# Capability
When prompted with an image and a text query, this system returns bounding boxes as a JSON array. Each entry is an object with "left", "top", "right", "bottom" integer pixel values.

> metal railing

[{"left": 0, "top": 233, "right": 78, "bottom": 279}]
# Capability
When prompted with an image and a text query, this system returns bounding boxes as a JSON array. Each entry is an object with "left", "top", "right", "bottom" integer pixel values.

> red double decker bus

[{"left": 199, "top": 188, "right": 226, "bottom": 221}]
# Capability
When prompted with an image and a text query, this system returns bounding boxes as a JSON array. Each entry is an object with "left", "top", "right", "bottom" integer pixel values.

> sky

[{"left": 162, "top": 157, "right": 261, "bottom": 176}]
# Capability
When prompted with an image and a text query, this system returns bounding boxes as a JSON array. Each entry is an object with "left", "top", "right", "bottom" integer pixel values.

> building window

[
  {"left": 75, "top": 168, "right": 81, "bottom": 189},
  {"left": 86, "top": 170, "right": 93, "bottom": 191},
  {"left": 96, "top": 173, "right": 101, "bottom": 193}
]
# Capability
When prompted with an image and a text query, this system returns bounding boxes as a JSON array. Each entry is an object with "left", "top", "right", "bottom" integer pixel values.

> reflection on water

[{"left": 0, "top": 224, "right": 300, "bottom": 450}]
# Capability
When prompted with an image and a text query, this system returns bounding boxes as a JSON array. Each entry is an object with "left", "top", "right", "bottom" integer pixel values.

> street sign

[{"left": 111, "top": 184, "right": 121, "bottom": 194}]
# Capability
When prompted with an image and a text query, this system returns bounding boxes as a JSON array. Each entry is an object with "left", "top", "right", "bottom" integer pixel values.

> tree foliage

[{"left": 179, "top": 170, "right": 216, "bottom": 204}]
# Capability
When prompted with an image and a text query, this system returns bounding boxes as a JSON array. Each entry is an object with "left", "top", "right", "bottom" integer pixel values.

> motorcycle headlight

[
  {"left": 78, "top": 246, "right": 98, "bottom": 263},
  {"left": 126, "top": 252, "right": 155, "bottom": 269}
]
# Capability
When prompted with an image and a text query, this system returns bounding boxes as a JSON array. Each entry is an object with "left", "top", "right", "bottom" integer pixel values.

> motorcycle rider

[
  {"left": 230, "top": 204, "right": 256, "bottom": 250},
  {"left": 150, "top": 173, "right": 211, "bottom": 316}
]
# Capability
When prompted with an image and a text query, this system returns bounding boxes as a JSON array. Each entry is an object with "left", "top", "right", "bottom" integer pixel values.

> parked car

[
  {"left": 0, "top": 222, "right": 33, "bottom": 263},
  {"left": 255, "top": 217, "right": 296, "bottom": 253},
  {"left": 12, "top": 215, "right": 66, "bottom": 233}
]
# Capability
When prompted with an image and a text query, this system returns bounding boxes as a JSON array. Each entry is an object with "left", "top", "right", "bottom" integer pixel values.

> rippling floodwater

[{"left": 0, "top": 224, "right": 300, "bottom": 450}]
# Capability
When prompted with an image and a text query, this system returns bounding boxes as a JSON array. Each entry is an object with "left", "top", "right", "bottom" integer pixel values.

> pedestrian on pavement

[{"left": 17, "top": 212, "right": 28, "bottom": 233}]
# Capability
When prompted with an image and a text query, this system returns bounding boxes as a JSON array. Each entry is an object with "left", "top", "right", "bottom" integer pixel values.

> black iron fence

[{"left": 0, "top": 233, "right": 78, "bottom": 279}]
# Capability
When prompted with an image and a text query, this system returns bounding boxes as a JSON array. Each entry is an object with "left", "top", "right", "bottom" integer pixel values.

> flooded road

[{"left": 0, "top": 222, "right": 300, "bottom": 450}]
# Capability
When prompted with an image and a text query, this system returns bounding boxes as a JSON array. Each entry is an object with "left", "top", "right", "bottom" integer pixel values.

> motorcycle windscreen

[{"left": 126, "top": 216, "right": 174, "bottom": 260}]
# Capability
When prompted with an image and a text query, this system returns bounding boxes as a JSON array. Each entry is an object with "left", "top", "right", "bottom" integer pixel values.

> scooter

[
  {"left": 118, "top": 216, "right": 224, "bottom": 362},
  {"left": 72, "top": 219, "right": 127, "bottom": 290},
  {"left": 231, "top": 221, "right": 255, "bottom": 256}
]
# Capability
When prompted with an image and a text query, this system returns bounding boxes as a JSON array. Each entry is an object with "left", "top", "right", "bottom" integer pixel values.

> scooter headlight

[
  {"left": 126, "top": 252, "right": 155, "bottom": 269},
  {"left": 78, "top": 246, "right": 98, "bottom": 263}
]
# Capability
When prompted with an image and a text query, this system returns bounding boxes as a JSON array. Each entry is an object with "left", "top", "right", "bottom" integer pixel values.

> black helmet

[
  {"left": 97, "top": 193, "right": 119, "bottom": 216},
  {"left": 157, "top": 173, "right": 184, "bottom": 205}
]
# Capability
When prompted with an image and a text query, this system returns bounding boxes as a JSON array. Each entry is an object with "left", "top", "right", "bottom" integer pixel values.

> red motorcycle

SHORT EXERCISE:
Count the lines of the material above that contain the word "headlight", and reply with the number alone.

FULL OUTPUT:
2